*WRITTEN TASK*
Rewrite each of the entries below with "treeline" replaced by "skyline" and everything else left unchanged.
☆ ☆ ☆ ☆
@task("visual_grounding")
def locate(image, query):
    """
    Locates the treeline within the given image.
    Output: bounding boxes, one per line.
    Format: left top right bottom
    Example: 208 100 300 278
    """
☆ ☆ ☆ ☆
*EXERCISE SOLUTION*
@task("visual_grounding")
def locate(image, query):
    """
    Locates the skyline within the given image.
    Output: bounding boxes, one per line.
    Format: left top right bottom
    Example: 208 100 300 278
    """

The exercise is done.